───── Excerpted data

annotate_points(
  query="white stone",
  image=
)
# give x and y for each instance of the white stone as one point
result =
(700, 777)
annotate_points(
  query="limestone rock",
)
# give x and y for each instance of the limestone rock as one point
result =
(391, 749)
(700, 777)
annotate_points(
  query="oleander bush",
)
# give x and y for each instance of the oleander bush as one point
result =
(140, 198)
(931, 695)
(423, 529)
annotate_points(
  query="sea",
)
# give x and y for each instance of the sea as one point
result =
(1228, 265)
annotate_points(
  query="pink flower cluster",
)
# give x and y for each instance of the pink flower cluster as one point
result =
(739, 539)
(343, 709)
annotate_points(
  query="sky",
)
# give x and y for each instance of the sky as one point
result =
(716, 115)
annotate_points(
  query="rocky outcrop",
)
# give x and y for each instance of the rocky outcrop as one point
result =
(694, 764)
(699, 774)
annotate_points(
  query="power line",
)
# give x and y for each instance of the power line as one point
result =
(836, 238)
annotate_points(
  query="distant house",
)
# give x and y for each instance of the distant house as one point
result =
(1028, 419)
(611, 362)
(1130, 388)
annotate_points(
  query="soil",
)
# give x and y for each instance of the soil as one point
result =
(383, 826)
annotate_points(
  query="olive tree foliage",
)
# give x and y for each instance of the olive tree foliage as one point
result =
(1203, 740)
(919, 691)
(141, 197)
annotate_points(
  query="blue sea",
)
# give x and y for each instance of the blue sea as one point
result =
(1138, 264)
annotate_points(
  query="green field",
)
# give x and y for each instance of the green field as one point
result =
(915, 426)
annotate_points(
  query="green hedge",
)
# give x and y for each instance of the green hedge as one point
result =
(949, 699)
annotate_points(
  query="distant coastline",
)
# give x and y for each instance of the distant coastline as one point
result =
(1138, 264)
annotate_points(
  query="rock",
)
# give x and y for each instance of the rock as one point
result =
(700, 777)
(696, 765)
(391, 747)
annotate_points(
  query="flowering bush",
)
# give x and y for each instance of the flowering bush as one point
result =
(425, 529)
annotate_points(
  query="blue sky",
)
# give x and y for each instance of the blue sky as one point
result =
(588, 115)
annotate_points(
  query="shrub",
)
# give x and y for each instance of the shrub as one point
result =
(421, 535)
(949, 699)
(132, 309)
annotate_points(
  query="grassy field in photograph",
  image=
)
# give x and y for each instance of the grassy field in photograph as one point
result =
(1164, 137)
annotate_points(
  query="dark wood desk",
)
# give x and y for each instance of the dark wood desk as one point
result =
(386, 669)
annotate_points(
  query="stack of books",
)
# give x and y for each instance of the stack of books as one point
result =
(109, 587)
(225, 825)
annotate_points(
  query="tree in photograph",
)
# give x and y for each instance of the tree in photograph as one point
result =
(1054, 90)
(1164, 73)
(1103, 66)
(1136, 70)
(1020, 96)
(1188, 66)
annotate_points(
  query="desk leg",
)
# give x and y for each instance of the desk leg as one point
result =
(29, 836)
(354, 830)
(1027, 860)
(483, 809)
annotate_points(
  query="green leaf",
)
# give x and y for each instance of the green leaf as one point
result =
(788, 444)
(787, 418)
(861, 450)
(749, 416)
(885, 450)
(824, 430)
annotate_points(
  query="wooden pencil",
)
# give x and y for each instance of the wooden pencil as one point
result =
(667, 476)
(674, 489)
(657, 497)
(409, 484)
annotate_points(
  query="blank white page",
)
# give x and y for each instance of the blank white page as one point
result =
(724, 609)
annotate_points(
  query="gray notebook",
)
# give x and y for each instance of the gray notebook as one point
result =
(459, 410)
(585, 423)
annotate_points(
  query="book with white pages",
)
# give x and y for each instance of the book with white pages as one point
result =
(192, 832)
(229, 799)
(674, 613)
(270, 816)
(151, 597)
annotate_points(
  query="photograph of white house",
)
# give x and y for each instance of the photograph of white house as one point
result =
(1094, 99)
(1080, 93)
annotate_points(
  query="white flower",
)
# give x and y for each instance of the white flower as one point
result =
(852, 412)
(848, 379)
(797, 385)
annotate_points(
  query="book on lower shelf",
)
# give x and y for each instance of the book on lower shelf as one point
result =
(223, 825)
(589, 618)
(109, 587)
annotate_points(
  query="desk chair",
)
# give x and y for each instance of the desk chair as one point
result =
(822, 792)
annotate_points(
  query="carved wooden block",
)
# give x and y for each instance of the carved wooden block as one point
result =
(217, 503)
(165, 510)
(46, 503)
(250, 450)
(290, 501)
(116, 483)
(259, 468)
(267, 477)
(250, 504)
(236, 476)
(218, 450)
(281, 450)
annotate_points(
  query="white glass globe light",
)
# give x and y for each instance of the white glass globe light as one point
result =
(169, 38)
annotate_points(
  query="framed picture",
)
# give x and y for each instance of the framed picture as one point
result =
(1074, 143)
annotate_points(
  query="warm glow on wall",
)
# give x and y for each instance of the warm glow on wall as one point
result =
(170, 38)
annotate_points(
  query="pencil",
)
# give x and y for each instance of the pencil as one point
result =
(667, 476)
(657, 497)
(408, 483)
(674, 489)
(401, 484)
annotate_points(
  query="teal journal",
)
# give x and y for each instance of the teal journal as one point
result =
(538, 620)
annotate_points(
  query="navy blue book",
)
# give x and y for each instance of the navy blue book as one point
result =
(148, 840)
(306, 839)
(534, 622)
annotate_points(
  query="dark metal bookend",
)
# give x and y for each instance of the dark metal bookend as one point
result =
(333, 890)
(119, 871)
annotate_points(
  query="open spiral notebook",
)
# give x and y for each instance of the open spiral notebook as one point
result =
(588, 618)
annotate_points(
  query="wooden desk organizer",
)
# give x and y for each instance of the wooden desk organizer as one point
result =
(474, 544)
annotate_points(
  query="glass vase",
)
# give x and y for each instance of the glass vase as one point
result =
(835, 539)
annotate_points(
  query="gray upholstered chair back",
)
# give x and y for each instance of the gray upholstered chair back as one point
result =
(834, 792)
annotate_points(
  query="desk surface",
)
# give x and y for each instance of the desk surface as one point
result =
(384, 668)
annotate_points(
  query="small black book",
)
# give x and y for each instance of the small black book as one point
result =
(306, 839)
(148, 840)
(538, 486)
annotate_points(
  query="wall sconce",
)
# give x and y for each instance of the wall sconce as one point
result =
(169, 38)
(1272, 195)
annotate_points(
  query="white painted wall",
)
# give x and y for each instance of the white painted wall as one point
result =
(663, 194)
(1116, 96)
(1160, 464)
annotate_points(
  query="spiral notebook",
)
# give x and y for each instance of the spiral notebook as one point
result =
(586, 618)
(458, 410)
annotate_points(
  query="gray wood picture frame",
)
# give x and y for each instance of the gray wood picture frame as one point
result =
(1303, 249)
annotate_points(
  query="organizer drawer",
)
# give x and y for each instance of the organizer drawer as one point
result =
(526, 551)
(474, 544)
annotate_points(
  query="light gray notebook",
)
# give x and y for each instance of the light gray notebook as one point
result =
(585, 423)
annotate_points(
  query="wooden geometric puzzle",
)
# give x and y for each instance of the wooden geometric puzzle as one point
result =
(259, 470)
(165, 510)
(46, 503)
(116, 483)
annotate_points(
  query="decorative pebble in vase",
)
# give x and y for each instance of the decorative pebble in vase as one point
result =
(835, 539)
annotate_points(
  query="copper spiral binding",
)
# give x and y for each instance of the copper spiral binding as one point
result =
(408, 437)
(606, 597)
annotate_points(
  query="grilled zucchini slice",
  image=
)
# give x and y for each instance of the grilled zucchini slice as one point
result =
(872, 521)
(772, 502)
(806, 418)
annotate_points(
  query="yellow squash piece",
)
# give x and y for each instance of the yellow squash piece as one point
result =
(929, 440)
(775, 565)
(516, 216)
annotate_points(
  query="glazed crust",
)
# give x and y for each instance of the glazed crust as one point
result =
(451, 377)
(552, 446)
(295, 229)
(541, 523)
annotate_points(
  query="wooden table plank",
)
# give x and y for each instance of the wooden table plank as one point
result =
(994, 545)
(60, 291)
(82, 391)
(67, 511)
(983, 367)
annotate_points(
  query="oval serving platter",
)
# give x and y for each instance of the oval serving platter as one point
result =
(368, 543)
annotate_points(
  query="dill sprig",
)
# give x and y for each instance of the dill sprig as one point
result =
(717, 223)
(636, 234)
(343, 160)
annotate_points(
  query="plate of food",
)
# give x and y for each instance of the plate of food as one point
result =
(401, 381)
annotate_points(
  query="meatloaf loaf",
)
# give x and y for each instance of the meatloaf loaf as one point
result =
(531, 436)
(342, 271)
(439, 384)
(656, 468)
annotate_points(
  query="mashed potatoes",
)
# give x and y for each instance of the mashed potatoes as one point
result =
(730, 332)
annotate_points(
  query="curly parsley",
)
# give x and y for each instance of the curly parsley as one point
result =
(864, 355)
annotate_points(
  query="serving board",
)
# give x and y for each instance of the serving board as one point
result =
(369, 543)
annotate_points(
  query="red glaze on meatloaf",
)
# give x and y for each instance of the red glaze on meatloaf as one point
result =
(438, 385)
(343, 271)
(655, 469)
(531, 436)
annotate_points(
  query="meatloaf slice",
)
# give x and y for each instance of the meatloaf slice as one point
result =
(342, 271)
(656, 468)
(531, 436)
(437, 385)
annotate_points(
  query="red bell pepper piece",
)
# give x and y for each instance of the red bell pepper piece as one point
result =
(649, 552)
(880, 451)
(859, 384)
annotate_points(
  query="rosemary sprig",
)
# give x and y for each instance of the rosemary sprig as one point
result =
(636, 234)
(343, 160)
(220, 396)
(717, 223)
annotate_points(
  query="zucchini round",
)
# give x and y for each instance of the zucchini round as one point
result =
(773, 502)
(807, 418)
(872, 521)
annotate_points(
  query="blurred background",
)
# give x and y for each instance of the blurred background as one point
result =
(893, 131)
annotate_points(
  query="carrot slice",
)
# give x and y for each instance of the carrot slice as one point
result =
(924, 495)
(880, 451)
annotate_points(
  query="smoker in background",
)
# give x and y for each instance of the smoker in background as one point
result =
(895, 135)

──────────

* **Task**
Which lines in the material above contain the string "dark"? Copy each of those lines in full, treating uppercase and lowercase letters as different.

* **Response to the exercise**
  query="dark wood desk",
# give x and y for each instance of the dark wood desk as one point
  query="dark metal bookend",
# give x and y for each instance of the dark metal bookend as one point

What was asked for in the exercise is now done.